Your task: Only the lines of the data holding the string "temple" need to be returned.

◇ ◇ ◇ ◇ ◇

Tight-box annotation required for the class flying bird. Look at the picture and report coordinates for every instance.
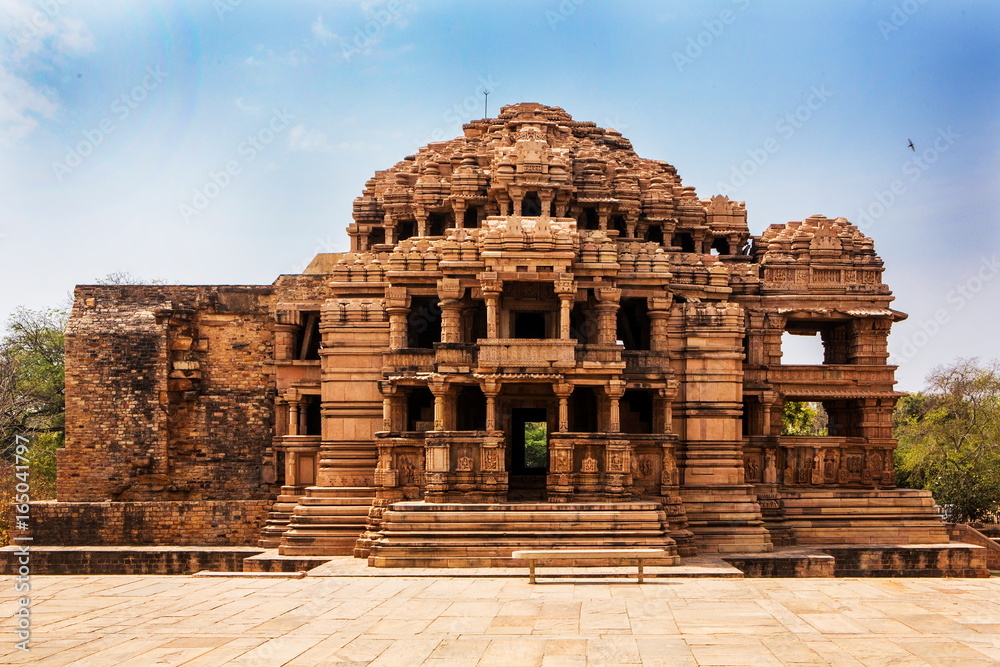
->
[907,139,915,151]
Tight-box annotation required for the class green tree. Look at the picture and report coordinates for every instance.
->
[0,307,68,542]
[524,422,548,468]
[781,401,828,436]
[894,358,1000,522]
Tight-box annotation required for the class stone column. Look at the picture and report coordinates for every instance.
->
[481,378,501,433]
[386,287,410,350]
[559,295,572,339]
[428,379,449,431]
[287,395,301,437]
[480,276,502,339]
[299,399,309,435]
[595,287,621,345]
[383,214,396,245]
[606,380,625,433]
[555,383,573,432]
[647,297,672,352]
[437,279,465,344]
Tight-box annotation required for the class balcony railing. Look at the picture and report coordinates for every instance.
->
[766,364,897,396]
[477,338,577,371]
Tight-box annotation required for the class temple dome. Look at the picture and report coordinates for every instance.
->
[347,103,749,253]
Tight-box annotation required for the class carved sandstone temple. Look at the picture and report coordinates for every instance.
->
[52,103,957,569]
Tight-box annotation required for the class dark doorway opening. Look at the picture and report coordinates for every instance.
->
[509,407,548,501]
[523,192,542,216]
[513,311,546,339]
[456,386,487,431]
[406,387,434,432]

◇ ◇ ◇ ◇ ◇

Your response:
Tight-box annotation required for the class temple dome. Look at the picture and report coordinates for every instance.
Tight-box annotation required for the class carved sandstone temple. Look at the picture and report coordinates for every instance.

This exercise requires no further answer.